━━ DATA EXTRACT
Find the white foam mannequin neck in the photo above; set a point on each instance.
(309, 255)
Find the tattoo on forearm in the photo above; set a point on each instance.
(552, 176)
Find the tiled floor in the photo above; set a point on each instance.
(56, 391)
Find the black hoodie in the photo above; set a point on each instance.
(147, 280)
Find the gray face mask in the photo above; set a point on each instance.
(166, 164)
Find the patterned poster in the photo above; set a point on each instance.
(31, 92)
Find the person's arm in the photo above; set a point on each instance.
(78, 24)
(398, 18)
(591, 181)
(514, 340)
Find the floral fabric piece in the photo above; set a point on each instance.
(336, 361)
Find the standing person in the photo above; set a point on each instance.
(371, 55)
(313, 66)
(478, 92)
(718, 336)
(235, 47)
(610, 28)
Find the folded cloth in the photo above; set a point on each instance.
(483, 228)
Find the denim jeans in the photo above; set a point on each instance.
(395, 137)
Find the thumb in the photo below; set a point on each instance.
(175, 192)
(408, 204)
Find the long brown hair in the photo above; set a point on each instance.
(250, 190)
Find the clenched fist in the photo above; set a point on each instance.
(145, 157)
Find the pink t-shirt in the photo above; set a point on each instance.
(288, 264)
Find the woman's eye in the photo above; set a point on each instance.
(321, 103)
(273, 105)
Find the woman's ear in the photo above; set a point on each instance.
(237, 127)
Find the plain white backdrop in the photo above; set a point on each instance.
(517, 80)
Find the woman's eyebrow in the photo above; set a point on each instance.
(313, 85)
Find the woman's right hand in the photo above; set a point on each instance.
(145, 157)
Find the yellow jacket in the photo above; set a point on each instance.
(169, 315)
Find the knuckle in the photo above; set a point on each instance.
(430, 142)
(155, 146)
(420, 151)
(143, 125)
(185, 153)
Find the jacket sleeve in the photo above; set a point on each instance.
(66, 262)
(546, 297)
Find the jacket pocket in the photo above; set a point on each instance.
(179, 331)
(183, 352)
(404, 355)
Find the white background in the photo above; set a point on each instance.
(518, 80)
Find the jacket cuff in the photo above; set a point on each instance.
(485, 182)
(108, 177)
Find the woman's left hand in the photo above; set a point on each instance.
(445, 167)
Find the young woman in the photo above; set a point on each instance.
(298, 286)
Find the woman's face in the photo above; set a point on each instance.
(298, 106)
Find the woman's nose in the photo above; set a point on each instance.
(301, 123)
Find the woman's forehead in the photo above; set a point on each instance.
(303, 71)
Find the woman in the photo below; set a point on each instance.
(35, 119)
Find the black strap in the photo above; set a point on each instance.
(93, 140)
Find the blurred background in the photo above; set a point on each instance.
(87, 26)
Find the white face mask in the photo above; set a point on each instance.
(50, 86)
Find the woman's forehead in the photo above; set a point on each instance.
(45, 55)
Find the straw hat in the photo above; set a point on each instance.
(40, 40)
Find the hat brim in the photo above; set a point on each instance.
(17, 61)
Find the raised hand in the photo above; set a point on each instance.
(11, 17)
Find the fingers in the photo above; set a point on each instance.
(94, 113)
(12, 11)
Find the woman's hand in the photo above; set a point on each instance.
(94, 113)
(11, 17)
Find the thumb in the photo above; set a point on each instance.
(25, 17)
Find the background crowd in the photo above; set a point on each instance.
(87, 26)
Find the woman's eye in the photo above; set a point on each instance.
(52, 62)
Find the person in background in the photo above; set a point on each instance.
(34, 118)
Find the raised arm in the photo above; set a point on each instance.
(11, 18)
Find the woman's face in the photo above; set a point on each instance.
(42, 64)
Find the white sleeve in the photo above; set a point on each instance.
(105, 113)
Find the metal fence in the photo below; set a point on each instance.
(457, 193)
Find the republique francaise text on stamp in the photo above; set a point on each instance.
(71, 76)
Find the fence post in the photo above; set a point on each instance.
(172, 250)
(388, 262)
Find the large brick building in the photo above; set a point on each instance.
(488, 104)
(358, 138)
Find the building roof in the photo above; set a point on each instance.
━━━━
TASK REQUIREMENTS:
Quote the whole listing above, leaving nothing out.

RESULT OF THIS TASK:
Find the white foam mannequin neck in the photo above; set a point on each instance.
(309, 255)
Find the tattoo on forearm in the photo above; set a point on each instance.
(552, 176)
Find the tiled floor in the photo above; set a point on each instance.
(56, 391)
Find the black hoodie in the photo above; set a point on each instance.
(147, 280)
Find the gray face mask in the photo above; set a point on each instance.
(166, 164)
Find the patterned poster in the photo above; set a point on each instance.
(31, 92)
Find the person's arm in the photo above; set a point on each instance.
(78, 24)
(398, 18)
(591, 181)
(514, 340)
Find the floral fabric piece in the photo above; set a point on each instance.
(336, 361)
Find the standing person in the photo above; set a point on each instance.
(371, 55)
(313, 66)
(478, 92)
(718, 336)
(235, 47)
(610, 28)
Find the folded cloth in the photo above; set a point on each instance.
(483, 228)
Find the denim jeans in the photo above; set a point on each instance.
(395, 137)
Find the thumb in the photo below; set a point on each instance.
(175, 192)
(408, 204)
Find the long brown hair in the photo above; set a point on each instance.
(250, 190)
Find the clenched fist in the photo above; set a point on each instance.
(145, 157)
Find the pink t-shirt in the photo above; set a point on each instance.
(288, 264)
Find the woman's eye in the photo above; set a point on each instance.
(321, 103)
(273, 105)
Find the woman's ear in the photo above; set a point on each instance.
(237, 127)
Find the plain white backdrop in the photo above; set a point on each instance.
(517, 80)
Find the woman's eyebrow in the photo above; set a point on each instance.
(313, 85)
Find the woman's right hand in the photo above; set a point on each instance.
(145, 157)
Find the yellow jacket in the photo above; set a point on each instance.
(169, 315)
Find the knuckle in the photo above; set a point on each instance.
(430, 142)
(155, 146)
(420, 151)
(143, 125)
(185, 153)
Find the jacket sleeve in the photo above; set a point on each instance.
(66, 262)
(546, 297)
Find the jacket pocket in the photo above; set a point on each instance.
(179, 331)
(183, 352)
(404, 355)
Find the white background in the photo above; set a point on each instance.
(518, 80)
Find the jacket cuff in the photo above; set a point on each instance.
(485, 182)
(108, 177)
Find the woman's left hand in the photo above; set a point on each instance.
(445, 167)
Find the young woman in the photo above; set a point on each instance.
(298, 286)
Find the woman's face in the photo above; set a point on each instance.
(298, 106)
Find the woman's nose in the photo above; set a point on each instance.
(301, 123)
Find the woman's forehead in the photo above; set a point on each instance.
(303, 71)
Find the woman in the photo below; set a point on each instance.
(35, 119)
Find the black strap in the photo above; set a point on each instance.
(93, 140)
Find the blurred background in the photo above; set a point on each instance.
(87, 26)
Find the white face mask in the photo above; set a point on each instance.
(50, 86)
Find the woman's forehead in the photo above; set a point on each instance.
(45, 55)
Find the straw hat in the photo above; set a point on each instance.
(40, 40)
Find the hat brim in the photo above; set a point on each instance.
(17, 61)
Find the raised hand in the photo above; set a point on each instance.
(11, 17)
Find the fingers in the photo above; set a point on each instance.
(94, 113)
(12, 11)
Find the woman's hand in the photo above; set a point on each instance.
(94, 113)
(11, 17)
Find the thumb in the photo above; set a point on each instance.
(25, 17)
Find the background crowd in the photo above; set a point on each instance.
(87, 26)
Find the woman's eye in the photo above; set a point on each instance.
(52, 62)
Find the person in background in the photo above; set a point on each instance.
(34, 118)
Find the raised arm in the photo above; set a point on each instance.
(11, 18)
Find the woman's face in the photo above; set a point on each instance.
(42, 64)
Find the white sleeve in the photo above; set a point on each instance.
(105, 113)
Find the metal fence in the photo below; set a point on each instance.
(457, 193)
Find the republique francaise text on stamp in the photo above; set a point on each instance.
(71, 76)
Find the fence post in the photo above; set a point on each instance.
(172, 250)
(388, 262)
Find the large brick building in the photo above; set a point on each instance.
(488, 104)
(358, 138)
Find the building roof in the photo above; set a point on each instance.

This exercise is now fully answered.